> _Required work_
Please copy these lines word for word.

Extracted items
________________________________________
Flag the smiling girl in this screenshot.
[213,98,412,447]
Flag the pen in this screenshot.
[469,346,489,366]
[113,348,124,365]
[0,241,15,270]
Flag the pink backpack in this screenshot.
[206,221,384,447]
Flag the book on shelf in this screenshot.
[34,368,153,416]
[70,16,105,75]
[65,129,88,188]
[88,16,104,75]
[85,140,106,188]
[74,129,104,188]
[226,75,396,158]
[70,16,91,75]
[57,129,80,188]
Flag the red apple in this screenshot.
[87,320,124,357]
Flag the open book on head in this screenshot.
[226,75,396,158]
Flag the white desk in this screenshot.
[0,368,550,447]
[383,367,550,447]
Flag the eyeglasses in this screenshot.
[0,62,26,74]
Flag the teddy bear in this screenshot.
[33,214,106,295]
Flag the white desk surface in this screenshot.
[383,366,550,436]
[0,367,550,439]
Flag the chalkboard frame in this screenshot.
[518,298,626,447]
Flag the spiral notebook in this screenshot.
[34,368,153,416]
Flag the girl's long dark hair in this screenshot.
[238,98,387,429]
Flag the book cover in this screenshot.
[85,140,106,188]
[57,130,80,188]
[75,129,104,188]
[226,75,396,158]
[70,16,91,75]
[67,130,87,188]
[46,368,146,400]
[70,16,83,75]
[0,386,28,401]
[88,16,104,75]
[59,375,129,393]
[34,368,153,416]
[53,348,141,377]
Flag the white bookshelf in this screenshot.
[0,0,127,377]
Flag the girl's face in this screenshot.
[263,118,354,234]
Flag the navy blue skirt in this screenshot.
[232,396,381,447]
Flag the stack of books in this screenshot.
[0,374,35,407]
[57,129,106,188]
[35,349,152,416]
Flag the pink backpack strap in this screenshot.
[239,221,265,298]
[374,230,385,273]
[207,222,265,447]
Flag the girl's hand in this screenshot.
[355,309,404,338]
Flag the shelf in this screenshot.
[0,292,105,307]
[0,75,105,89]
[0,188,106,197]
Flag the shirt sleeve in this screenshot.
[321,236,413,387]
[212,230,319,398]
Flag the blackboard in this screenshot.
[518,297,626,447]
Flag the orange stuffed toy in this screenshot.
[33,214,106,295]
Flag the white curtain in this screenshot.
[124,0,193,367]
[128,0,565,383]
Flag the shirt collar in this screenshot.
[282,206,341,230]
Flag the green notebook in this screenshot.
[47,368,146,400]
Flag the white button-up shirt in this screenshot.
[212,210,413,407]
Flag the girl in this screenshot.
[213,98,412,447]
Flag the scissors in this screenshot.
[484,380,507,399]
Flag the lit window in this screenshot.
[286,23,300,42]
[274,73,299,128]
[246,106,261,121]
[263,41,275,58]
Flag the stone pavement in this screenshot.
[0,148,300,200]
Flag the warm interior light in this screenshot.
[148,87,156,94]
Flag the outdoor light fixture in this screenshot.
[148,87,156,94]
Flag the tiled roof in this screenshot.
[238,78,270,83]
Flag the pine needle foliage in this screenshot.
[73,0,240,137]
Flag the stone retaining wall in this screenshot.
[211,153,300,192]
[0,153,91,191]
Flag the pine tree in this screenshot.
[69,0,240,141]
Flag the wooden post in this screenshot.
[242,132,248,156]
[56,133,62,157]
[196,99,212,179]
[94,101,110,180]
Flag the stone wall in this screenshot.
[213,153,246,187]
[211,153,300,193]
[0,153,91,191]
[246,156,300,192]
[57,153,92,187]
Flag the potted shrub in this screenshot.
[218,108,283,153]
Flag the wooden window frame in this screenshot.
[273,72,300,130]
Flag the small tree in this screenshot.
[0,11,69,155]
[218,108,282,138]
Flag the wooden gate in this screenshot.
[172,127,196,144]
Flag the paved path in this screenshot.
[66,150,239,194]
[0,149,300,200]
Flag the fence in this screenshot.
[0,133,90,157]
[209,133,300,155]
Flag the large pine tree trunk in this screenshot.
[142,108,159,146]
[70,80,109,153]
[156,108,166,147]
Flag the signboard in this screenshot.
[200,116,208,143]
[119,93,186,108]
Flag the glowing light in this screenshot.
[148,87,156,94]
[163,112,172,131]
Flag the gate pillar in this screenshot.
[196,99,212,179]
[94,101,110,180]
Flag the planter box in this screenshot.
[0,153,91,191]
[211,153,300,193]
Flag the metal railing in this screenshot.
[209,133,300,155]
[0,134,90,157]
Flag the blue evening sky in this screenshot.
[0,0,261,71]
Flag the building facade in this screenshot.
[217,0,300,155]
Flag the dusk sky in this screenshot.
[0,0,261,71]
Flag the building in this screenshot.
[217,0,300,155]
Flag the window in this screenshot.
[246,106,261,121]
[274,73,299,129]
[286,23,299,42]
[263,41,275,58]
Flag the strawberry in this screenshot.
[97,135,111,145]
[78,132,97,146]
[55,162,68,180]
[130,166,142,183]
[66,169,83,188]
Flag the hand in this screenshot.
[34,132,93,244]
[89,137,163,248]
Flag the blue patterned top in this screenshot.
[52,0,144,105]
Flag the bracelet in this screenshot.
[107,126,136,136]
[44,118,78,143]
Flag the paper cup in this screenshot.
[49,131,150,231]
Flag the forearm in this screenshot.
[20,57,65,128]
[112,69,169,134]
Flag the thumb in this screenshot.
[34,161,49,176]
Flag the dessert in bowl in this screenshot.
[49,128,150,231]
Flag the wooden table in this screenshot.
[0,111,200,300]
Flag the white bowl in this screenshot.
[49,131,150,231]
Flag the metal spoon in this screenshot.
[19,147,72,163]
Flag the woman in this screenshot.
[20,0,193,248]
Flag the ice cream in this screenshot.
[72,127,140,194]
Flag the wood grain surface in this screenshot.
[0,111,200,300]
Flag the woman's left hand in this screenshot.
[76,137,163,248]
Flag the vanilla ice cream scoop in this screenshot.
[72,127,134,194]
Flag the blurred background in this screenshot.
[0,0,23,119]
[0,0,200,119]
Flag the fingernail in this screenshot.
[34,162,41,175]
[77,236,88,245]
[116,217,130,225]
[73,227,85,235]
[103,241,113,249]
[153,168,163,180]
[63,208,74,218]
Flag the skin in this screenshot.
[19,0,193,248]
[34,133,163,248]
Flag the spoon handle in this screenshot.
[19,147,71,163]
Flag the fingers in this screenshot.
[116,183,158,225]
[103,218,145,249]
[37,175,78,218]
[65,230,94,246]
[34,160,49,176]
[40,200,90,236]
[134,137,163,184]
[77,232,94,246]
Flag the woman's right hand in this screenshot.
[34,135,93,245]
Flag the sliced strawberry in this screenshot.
________________________________________
> _Problem solution_
Flag the smiling girl in this screenshot.
[213,98,412,447]
Flag the pen in this screenshot.
[469,346,489,366]
[113,348,124,365]
[0,241,15,270]
Flag the pink backpack in this screenshot.
[206,221,384,447]
Flag the book on shelf in this screenshot.
[34,368,153,416]
[70,16,105,75]
[65,129,88,188]
[88,16,104,75]
[85,140,106,188]
[74,129,104,188]
[226,75,396,158]
[70,16,91,75]
[57,129,80,188]
Flag the red apple in this screenshot.
[87,320,124,357]
Flag the open book on head in this screenshot.
[226,75,396,158]
Flag the white desk in this screenshot.
[0,368,550,447]
[383,367,550,447]
Flag the eyeglasses in this screenshot.
[0,62,26,74]
Flag the teddy bear in this screenshot.
[33,214,106,295]
Flag the white desk surface in this screenshot.
[383,366,550,436]
[0,367,550,439]
Flag the chalkboard frame in this screenshot.
[518,298,626,447]
Flag the spiral notebook in this screenshot.
[34,368,153,416]
Flag the girl's long dark hair in this screenshot.
[238,98,387,429]
Flag the book cover in this screenshot.
[85,140,106,188]
[57,130,80,188]
[75,129,104,188]
[226,75,396,158]
[70,16,91,75]
[67,130,87,188]
[46,368,146,400]
[70,16,83,75]
[0,386,28,401]
[88,16,104,75]
[59,375,129,393]
[34,368,153,416]
[53,348,141,377]
Flag the white bookshelf in this screenshot.
[0,0,127,377]
Flag the girl's face in this screenshot.
[263,118,354,234]
Flag the navy blue skirt in this screenshot.
[232,396,381,447]
Flag the stack of books in this screenshot.
[0,374,35,407]
[57,129,106,188]
[35,349,152,416]
Flag the pink backpack strap in this screenshot.
[239,221,265,298]
[374,230,385,273]
[207,222,265,447]
Flag the girl's hand in this screenshot.
[355,309,404,338]
Flag the shelf in this screenshot.
[0,292,105,307]
[0,75,105,89]
[0,188,106,197]
Flag the shirt sleeve in this screenshot.
[321,236,413,387]
[212,230,319,398]
Flag the blackboard in this screenshot.
[518,297,626,447]
Flag the orange stuffed toy in this screenshot.
[33,214,106,295]
Flag the white curtain in this screenshot.
[124,0,193,367]
[128,0,565,383]
Flag the shirt collar in this screenshot.
[282,206,341,230]
Flag the green notebook in this screenshot.
[47,368,146,400]
Flag the white button-up shirt in this screenshot.
[212,210,413,407]
Flag the girl in this screenshot.
[213,98,412,447]
Flag the scissors in this screenshot.
[484,380,507,399]
Flag the lit window in this screenshot.
[286,23,300,42]
[274,73,299,128]
[246,106,261,121]
[263,41,275,58]
Flag the stone pavement in this screenshot.
[0,148,300,200]
Flag the warm interior light in this screenshot.
[148,87,156,94]
Flag the outdoor light fixture in this screenshot.
[148,87,156,94]
Flag the tiled roof in this screenshot.
[238,78,270,83]
Flag the pine needle foliage in this screenshot.
[73,0,240,137]
Flag the stone retaining wall in this screenshot.
[211,153,300,192]
[0,153,91,191]
Flag the pine tree in this screenshot.
[69,0,240,141]
Flag the wooden post in this screenshot.
[242,132,248,156]
[56,133,62,157]
[196,99,212,179]
[94,101,110,180]
Flag the stone wall in this screenshot.
[213,153,246,187]
[211,153,300,193]
[0,153,91,191]
[246,156,300,192]
[57,153,92,187]
Flag the potted shrub in this screenshot.
[218,108,283,153]
Flag the wooden window frame in this screenshot.
[273,72,300,130]
Flag the small tree in this screenshot.
[0,11,69,155]
[218,108,282,138]
Flag the wooden gate in this screenshot.
[172,127,196,144]
Flag the paved path in this screenshot.
[66,150,239,194]
[0,149,300,200]
Flag the fence in this screenshot.
[0,133,90,157]
[209,133,300,155]
Flag the large pine tree trunk in this screenshot.
[142,108,159,146]
[70,80,109,153]
[156,108,166,147]
Flag the signboard in this screenshot.
[200,116,208,143]
[119,93,186,108]
Flag the glowing light in this screenshot.
[148,87,156,94]
[163,112,172,131]
Flag the gate pillar in this screenshot.
[196,99,212,179]
[94,101,110,180]
Flag the planter box in this screenshot.
[0,153,91,191]
[211,153,300,193]
Flag the metal railing in this screenshot.
[209,133,300,155]
[0,134,90,157]
Flag the blue evening sky in this screenshot.
[0,0,261,71]
Flag the building facade in this screenshot.
[217,0,300,155]
Flag the dusk sky in this screenshot.
[0,0,261,71]
Flag the building in this screenshot.
[217,0,300,155]
Flag the window in this screenshot.
[246,106,261,121]
[274,73,299,129]
[286,23,299,42]
[263,41,275,58]
Flag the strawberry in this screenshot.
[97,135,111,145]
[78,132,97,146]
[55,162,68,180]
[130,166,142,183]
[66,169,83,188]
Flag the hand in this screenshot.
[34,132,93,244]
[89,137,163,248]
Flag the blue patterned top in this screenshot.
[52,0,144,105]
Flag the bracelet in this screenshot.
[107,126,136,136]
[44,118,78,143]
Flag the paper cup in this screenshot.
[49,131,150,231]
Flag the forearm in this screenshot.
[20,57,65,128]
[112,69,169,134]
Flag the thumb in this screenshot.
[34,161,49,176]
Flag the dessert in bowl in this screenshot.
[49,128,150,231]
Flag the wooden table in this screenshot.
[0,111,200,300]
Flag the white bowl in this screenshot.
[49,131,150,231]
Flag the metal spoon in this screenshot.
[19,147,72,163]
Flag the woman in this screenshot.
[20,0,193,248]
Flag the ice cream in this screenshot.
[72,127,140,194]
Flag the wood grain surface in this screenshot.
[0,111,200,300]
Flag the woman's left hand in this screenshot.
[76,137,163,248]
Flag the vanilla ice cream scoop in this screenshot.
[72,127,134,194]
Flag the blurred background in this screenshot.
[0,0,23,119]
[0,0,200,119]
Flag the fingernail in this screenshot.
[34,162,41,175]
[77,236,88,245]
[116,217,130,225]
[73,227,85,235]
[103,241,113,249]
[153,168,163,180]
[63,208,74,218]
Flag the skin in this screenshot.
[19,0,193,248]
[34,133,163,248]
Flag the spoon handle in this screenshot.
[19,147,71,163]
Flag the fingers in this screenshot.
[116,183,158,225]
[103,218,145,249]
[37,175,78,218]
[65,230,94,246]
[34,160,49,176]
[40,200,90,236]
[134,137,163,184]
[77,232,94,246]
Flag the woman's right hand in this screenshot.
[34,135,93,245]
Flag the sliced strawberry in this screenshot.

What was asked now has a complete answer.